→ **Exercise materials**
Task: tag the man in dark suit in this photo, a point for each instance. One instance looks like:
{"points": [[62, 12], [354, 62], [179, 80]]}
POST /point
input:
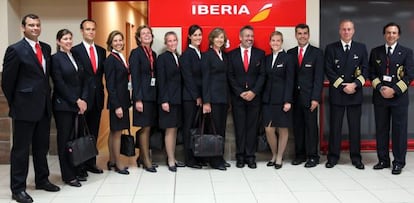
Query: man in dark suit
{"points": [[25, 83], [346, 66], [391, 68], [91, 56], [246, 77], [308, 87]]}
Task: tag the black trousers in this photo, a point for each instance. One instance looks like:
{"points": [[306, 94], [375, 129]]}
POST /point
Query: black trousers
{"points": [[219, 116], [353, 114], [306, 132], [398, 117], [26, 133], [189, 112], [246, 122], [93, 118], [65, 122]]}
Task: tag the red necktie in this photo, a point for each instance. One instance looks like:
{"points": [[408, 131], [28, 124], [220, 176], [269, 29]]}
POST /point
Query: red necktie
{"points": [[39, 54], [246, 60], [300, 57], [93, 58]]}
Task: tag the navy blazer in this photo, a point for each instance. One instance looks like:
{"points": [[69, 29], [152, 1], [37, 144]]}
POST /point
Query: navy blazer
{"points": [[190, 65], [117, 78], [214, 75], [24, 83], [239, 79], [279, 78], [342, 68], [69, 84], [141, 75], [96, 92], [309, 76], [169, 79], [401, 70]]}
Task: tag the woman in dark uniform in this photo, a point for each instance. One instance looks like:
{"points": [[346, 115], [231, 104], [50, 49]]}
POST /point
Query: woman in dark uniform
{"points": [[69, 101], [169, 97], [190, 64], [117, 78], [144, 92], [277, 98], [215, 87]]}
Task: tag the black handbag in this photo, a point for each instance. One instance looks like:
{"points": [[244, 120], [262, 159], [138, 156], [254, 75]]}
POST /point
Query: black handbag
{"points": [[127, 144], [207, 145], [81, 148], [156, 138]]}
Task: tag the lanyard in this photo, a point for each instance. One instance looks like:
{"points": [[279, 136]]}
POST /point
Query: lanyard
{"points": [[150, 58]]}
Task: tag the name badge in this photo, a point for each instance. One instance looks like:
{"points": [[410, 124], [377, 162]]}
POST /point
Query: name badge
{"points": [[387, 78], [152, 82]]}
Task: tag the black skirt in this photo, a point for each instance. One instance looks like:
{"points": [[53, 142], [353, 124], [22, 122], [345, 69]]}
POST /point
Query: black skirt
{"points": [[170, 119], [276, 117], [148, 117], [115, 123]]}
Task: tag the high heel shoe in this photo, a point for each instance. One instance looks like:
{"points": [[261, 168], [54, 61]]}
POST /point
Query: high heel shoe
{"points": [[151, 169], [123, 171], [110, 165]]}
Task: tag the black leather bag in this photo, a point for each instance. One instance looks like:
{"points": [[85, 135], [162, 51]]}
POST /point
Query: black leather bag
{"points": [[207, 145], [81, 148], [156, 138], [127, 144]]}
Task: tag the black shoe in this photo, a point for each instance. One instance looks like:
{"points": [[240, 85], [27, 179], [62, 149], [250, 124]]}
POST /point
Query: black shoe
{"points": [[121, 171], [179, 164], [358, 165], [311, 163], [172, 168], [381, 165], [110, 165], [94, 169], [22, 197], [79, 178], [74, 183], [239, 163], [278, 166], [219, 167], [194, 165], [298, 161], [330, 164], [396, 169], [48, 186]]}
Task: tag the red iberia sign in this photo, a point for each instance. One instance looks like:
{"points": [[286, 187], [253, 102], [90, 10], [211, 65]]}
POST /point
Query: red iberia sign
{"points": [[263, 15]]}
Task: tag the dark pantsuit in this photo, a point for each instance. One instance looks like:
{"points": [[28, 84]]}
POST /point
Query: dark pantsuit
{"points": [[189, 112], [93, 118], [353, 114], [398, 116], [306, 132], [219, 117], [246, 121], [65, 128], [24, 134]]}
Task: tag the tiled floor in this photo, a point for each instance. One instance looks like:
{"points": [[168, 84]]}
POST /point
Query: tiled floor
{"points": [[343, 183]]}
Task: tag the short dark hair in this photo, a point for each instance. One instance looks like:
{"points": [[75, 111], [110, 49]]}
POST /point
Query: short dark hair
{"points": [[60, 34], [86, 20], [389, 25], [111, 37], [138, 34], [246, 27], [191, 31], [31, 15], [301, 26]]}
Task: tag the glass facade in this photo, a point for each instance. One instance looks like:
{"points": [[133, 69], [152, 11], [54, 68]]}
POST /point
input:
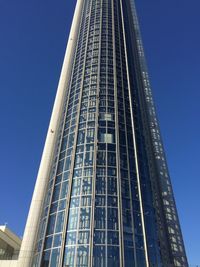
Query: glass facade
{"points": [[109, 200]]}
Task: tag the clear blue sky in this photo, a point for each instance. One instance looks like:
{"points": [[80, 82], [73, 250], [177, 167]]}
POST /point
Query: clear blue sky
{"points": [[33, 37]]}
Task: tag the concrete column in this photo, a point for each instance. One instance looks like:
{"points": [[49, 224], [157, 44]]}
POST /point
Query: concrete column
{"points": [[30, 233]]}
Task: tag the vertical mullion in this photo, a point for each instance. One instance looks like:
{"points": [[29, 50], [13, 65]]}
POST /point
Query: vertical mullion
{"points": [[120, 216], [95, 149], [134, 142], [74, 152], [127, 150]]}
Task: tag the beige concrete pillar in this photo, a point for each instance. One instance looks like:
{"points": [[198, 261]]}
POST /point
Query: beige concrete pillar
{"points": [[30, 233]]}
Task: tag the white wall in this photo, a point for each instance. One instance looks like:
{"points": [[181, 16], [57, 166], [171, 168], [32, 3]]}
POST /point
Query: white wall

→ **Task instructions**
Copy out the records above in full, exactly as written, but not the pictures.

→ **Solution for this problem**
Task: tag the man in dark suit in this photo, a point for each instance. One instance looks like:
{"points": [[62, 12], [354, 62], [179, 80]]}
POST /point
input:
Query: man in dark suit
{"points": [[25, 83], [346, 66], [391, 68], [91, 56], [246, 77], [308, 87]]}
Task: tag the black trousers in this photo, a point for each instance. One instance looks like:
{"points": [[306, 94], [375, 129]]}
POST /point
Query: black trousers
{"points": [[219, 116], [353, 114], [306, 132], [398, 117], [26, 133], [189, 112], [246, 122], [93, 118], [65, 122]]}
Task: tag the red necktie in this photo, a point for each instance. One instance looks like:
{"points": [[408, 131], [28, 124], [220, 176], [269, 29]]}
POST /point
Query: red necktie
{"points": [[39, 54], [246, 60], [300, 57], [93, 58]]}
Task: tag the navy blazer in this photo, a point for each instance. One instance looks like:
{"points": [[69, 29], [152, 1], [37, 144]]}
POST /point
Query: navy blazer
{"points": [[190, 65], [117, 78], [214, 75], [24, 83], [239, 79], [279, 78], [342, 68], [69, 84], [141, 75], [96, 92], [309, 76], [169, 79], [401, 70]]}
Task: tag the woman in dark uniform in this photo, a point for each instance. One instance looks like:
{"points": [[346, 115], [231, 104], [50, 49]]}
POST /point
Query: woman in dark uniform
{"points": [[69, 101], [169, 97], [190, 64], [117, 78], [144, 92], [277, 98], [215, 87]]}
Task: tag the black handbag in this photo, a point for each instance. One instance looks like:
{"points": [[244, 120], [262, 159], [138, 156], [254, 75]]}
POST /point
Query: black handbag
{"points": [[127, 144], [207, 145], [81, 148], [156, 138]]}
Task: tag the lanyard in this photo, a point for each instance. One instance looks like:
{"points": [[279, 136]]}
POST /point
Query: lanyard
{"points": [[150, 58]]}
Task: tag the name badge in this photo, a point for each instance. One instance looks like:
{"points": [[410, 124], [377, 162]]}
POST /point
Query: name badge
{"points": [[387, 78], [152, 82]]}
Task: tag the black skirt in this photo, a point for each instance. One instance looks like:
{"points": [[53, 142], [353, 124], [22, 122], [345, 69]]}
POST /point
Query: black skirt
{"points": [[170, 119], [276, 117], [148, 117], [115, 123]]}
Task: tag the high heel shoe in this photo, a point for each instance. One instance looks like:
{"points": [[261, 168], [54, 61]]}
POST /point
Query: high heel shoe
{"points": [[151, 169], [123, 171], [110, 165]]}
Task: tag the black leather bag in this photo, a point for each instance. One instance looks like:
{"points": [[85, 135], [162, 51]]}
POST /point
Query: black leather bag
{"points": [[207, 145], [81, 148], [156, 138], [127, 144]]}
Task: tag the black shoe in this photo, a point for each instance. One instance looks like:
{"points": [[240, 85], [27, 179], [62, 149], [250, 124]]}
POST /point
Query: black shoe
{"points": [[121, 171], [179, 164], [358, 165], [311, 163], [172, 168], [381, 165], [110, 165], [94, 169], [22, 197], [79, 178], [74, 183], [239, 163], [278, 166], [219, 167], [194, 165], [298, 161], [330, 164], [396, 169], [48, 186]]}
Task: tag the red iberia sign in this photo, a point for each instance. One instance looks like:
{"points": [[286, 187], [253, 102], [90, 10], [211, 65]]}
POST /point
Query: red iberia sign
{"points": [[263, 15]]}
Task: tag the dark pantsuit in this photo, a point for each instance. One instance looks like:
{"points": [[28, 84]]}
POST /point
Query: dark pantsuit
{"points": [[189, 112], [93, 118], [353, 114], [398, 116], [306, 132], [219, 117], [246, 121], [65, 128], [24, 134]]}
Task: tag the tiled floor in this photo, a point for each instance. One instance looks like:
{"points": [[168, 84]]}
POST /point
Query: tiled floor
{"points": [[343, 183]]}
Task: tag the short dark hair in this photo, a point for each instance. One instance looks like:
{"points": [[75, 111], [110, 49]]}
POST /point
Query: short dark hair
{"points": [[60, 34], [86, 20], [389, 25], [111, 37], [138, 34], [246, 27], [191, 31], [31, 15], [301, 26]]}
Task: tag the glass facade in this photo, a point for each instance. One instance looks like:
{"points": [[133, 69], [152, 11], [54, 68]]}
POST /point
input:
Query: glass facade
{"points": [[109, 200]]}
Task: tag the clear blue sky in this photo, a point for each instance. One instance looks like:
{"points": [[80, 82], [73, 250], [177, 167]]}
POST /point
Query: clear blue sky
{"points": [[33, 37]]}
Task: tag the concrete column in this photo, a point for each instance. One instance looks like:
{"points": [[49, 224], [157, 44]]}
POST /point
Query: concrete column
{"points": [[30, 233]]}
Task: tag the vertical mullion in this photo, a point for each instance. One instance looks like:
{"points": [[29, 50], [13, 65]]}
POST /point
Query: vertical mullion
{"points": [[120, 216], [95, 149], [134, 142], [74, 152], [127, 150]]}
Task: tag the beige concrete pillar in this photo, a point for each instance. One instance looks like:
{"points": [[198, 261]]}
POST /point
Query: beige concrete pillar
{"points": [[30, 233]]}
Task: tag the white wall in this photo, a point for each instance. One instance looks like:
{"points": [[181, 16], [57, 166], [171, 168], [32, 3]]}
POST /point
Query: white wall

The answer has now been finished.